- DATA SHOWN
───
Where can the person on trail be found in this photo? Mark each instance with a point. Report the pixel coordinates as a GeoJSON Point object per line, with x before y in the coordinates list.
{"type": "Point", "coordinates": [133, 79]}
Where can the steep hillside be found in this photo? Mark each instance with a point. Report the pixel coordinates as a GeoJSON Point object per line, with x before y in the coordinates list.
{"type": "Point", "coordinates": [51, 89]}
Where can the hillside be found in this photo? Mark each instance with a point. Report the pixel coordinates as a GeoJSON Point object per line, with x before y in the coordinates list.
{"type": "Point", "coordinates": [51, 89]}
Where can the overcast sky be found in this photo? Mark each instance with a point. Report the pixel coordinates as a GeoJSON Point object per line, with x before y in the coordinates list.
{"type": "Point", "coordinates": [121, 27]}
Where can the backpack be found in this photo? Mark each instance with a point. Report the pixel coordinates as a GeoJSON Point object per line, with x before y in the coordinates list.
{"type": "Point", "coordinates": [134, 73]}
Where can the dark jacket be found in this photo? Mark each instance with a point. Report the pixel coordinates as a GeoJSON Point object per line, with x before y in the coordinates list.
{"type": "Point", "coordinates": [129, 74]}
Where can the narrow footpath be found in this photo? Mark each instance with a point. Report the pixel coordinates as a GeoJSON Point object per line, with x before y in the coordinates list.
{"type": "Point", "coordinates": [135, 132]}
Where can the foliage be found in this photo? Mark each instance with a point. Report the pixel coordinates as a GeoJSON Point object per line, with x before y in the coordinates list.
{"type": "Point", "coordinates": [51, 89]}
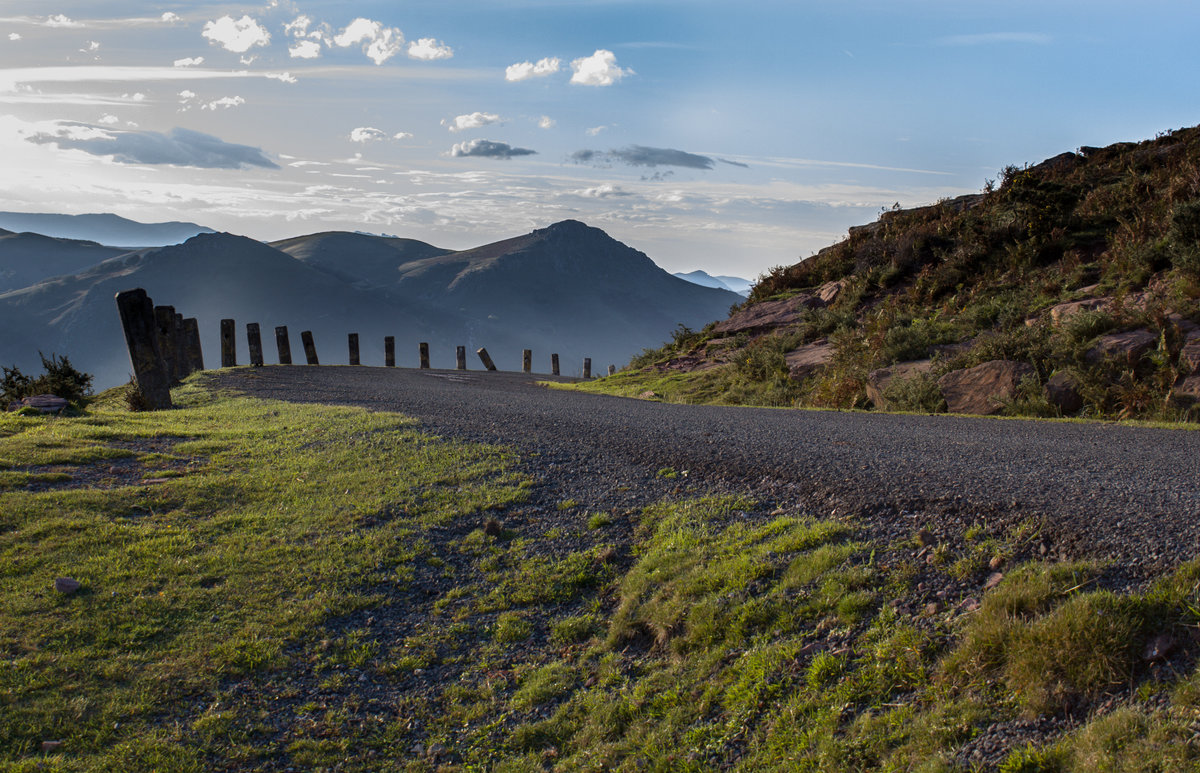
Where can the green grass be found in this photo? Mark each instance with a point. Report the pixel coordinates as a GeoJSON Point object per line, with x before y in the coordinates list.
{"type": "Point", "coordinates": [312, 591]}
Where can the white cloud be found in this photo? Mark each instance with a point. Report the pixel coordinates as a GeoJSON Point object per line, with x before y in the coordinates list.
{"type": "Point", "coordinates": [223, 102]}
{"type": "Point", "coordinates": [429, 49]}
{"type": "Point", "coordinates": [472, 120]}
{"type": "Point", "coordinates": [598, 70]}
{"type": "Point", "coordinates": [237, 35]}
{"type": "Point", "coordinates": [379, 42]}
{"type": "Point", "coordinates": [526, 70]}
{"type": "Point", "coordinates": [305, 49]}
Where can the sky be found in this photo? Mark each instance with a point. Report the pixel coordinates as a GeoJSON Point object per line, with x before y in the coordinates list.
{"type": "Point", "coordinates": [730, 137]}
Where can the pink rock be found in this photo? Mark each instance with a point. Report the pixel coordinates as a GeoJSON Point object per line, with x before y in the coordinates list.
{"type": "Point", "coordinates": [983, 389]}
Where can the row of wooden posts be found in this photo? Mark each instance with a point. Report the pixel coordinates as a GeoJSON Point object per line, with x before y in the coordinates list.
{"type": "Point", "coordinates": [165, 347]}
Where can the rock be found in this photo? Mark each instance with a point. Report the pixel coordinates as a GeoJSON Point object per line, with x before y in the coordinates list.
{"type": "Point", "coordinates": [1061, 393]}
{"type": "Point", "coordinates": [983, 389]}
{"type": "Point", "coordinates": [1127, 347]}
{"type": "Point", "coordinates": [769, 315]}
{"type": "Point", "coordinates": [1158, 647]}
{"type": "Point", "coordinates": [66, 585]}
{"type": "Point", "coordinates": [809, 359]}
{"type": "Point", "coordinates": [1062, 312]}
{"type": "Point", "coordinates": [879, 379]}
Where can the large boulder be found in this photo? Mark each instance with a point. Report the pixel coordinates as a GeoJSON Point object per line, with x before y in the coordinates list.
{"type": "Point", "coordinates": [1126, 347]}
{"type": "Point", "coordinates": [769, 315]}
{"type": "Point", "coordinates": [983, 389]}
{"type": "Point", "coordinates": [877, 381]}
{"type": "Point", "coordinates": [808, 359]}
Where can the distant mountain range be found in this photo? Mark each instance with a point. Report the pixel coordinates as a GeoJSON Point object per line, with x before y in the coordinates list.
{"type": "Point", "coordinates": [732, 283]}
{"type": "Point", "coordinates": [567, 288]}
{"type": "Point", "coordinates": [108, 229]}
───
- TO DO
Rewrite all the rows above with "this photo" changed to "this image" wherever it occurs, keeping everything else the same and leaving the pictures out.

- COMPLETE OUTPUT
Where can the person on trail be found in this image? Mark each instance with a point. Report the pixel coordinates as a GeoJSON Point object per line, with x before y in the coordinates list.
{"type": "Point", "coordinates": [133, 79]}
Where can the steep hillside be found in this image? Mark each instance with a point. Report the pixel coordinates as a GeoJSON Point object per line, with x before y in the coordinates list.
{"type": "Point", "coordinates": [51, 89]}
Where can the hillside be found in this image? Mark each instance with a point. Report the pixel coordinates as a GeoJSON Point object per line, with x before y in the coordinates list.
{"type": "Point", "coordinates": [51, 89]}
Where can the overcast sky be found in this image? Mark each instance with a point. Report the pixel coordinates as a GeoJSON Point object per line, with x before y in the coordinates list.
{"type": "Point", "coordinates": [121, 27]}
Where can the backpack be found in this image? Mark each instance with a point. Report the pixel coordinates as a GeoJSON Point object per line, with x before y in the coordinates list.
{"type": "Point", "coordinates": [134, 73]}
Where can the dark jacket be found in this image? Mark each instance with a point. Report the pixel coordinates as a GeoJSON Point object per line, with x before y in the coordinates list.
{"type": "Point", "coordinates": [129, 74]}
Where can the narrow footpath be found in this image? Mark each instance with a point. Report the pixel coordinates as a GeoJSON Point object per line, with x before y in the coordinates list.
{"type": "Point", "coordinates": [135, 132]}
Where can the foliage be found in this image? Mark each instance with a point. Report the pixel coordinates as a GeoJSON Point object per line, with x before y in the coordinates list.
{"type": "Point", "coordinates": [51, 89]}
Where can the green grass be found in this image? Mark each instance with a point. Report the pixel coordinates as a GeoJSON Point object per line, with x before y in the coordinates list.
{"type": "Point", "coordinates": [312, 591]}
Where can the white cloud be found in this image? Mark each instance with a point. Report the pixel coordinates as a GeoJSON Point object per line, with x before y in the coordinates list.
{"type": "Point", "coordinates": [223, 102]}
{"type": "Point", "coordinates": [429, 49]}
{"type": "Point", "coordinates": [472, 120]}
{"type": "Point", "coordinates": [598, 70]}
{"type": "Point", "coordinates": [237, 35]}
{"type": "Point", "coordinates": [379, 42]}
{"type": "Point", "coordinates": [526, 70]}
{"type": "Point", "coordinates": [305, 49]}
Where can the sky be found in this image? Mark each instance with a point. Report the pixel coordinates as a GeoJSON Point object per line, with x before y in the coordinates list.
{"type": "Point", "coordinates": [730, 137]}
Where can the pink rock be found in this image? Mark each instance with a point. Report the pixel coordinates as a GeoJSON Point object per line, with x before y in the coordinates list.
{"type": "Point", "coordinates": [983, 389]}
Where can the row of wooden posts be found in this image? Mark each instance with a point. Report the pixel coordinates as a GeoJSON Point object per line, with x before y in the coordinates list.
{"type": "Point", "coordinates": [165, 347]}
Where can the rock be found in this image? Mark each instance with a point. Report the pixel coordinates as a GeoJSON Point object per line, with x before y in the coordinates list.
{"type": "Point", "coordinates": [1061, 393]}
{"type": "Point", "coordinates": [983, 389]}
{"type": "Point", "coordinates": [1127, 347]}
{"type": "Point", "coordinates": [769, 315]}
{"type": "Point", "coordinates": [1158, 647]}
{"type": "Point", "coordinates": [66, 585]}
{"type": "Point", "coordinates": [809, 359]}
{"type": "Point", "coordinates": [1062, 312]}
{"type": "Point", "coordinates": [879, 379]}
Where can the large boulder be found in this image? Mark each instance with a point. Report the pixel coordinates as a GeoJSON Point object per line, with x before y in the coordinates list.
{"type": "Point", "coordinates": [1126, 347]}
{"type": "Point", "coordinates": [769, 315]}
{"type": "Point", "coordinates": [983, 389]}
{"type": "Point", "coordinates": [877, 381]}
{"type": "Point", "coordinates": [808, 359]}
Where can the distant mountain range be found in this image? Mark each instance with a point. Report the pixel coordinates as a GeoJSON Point object per line, with x before y in the coordinates list.
{"type": "Point", "coordinates": [732, 283]}
{"type": "Point", "coordinates": [567, 288]}
{"type": "Point", "coordinates": [108, 229]}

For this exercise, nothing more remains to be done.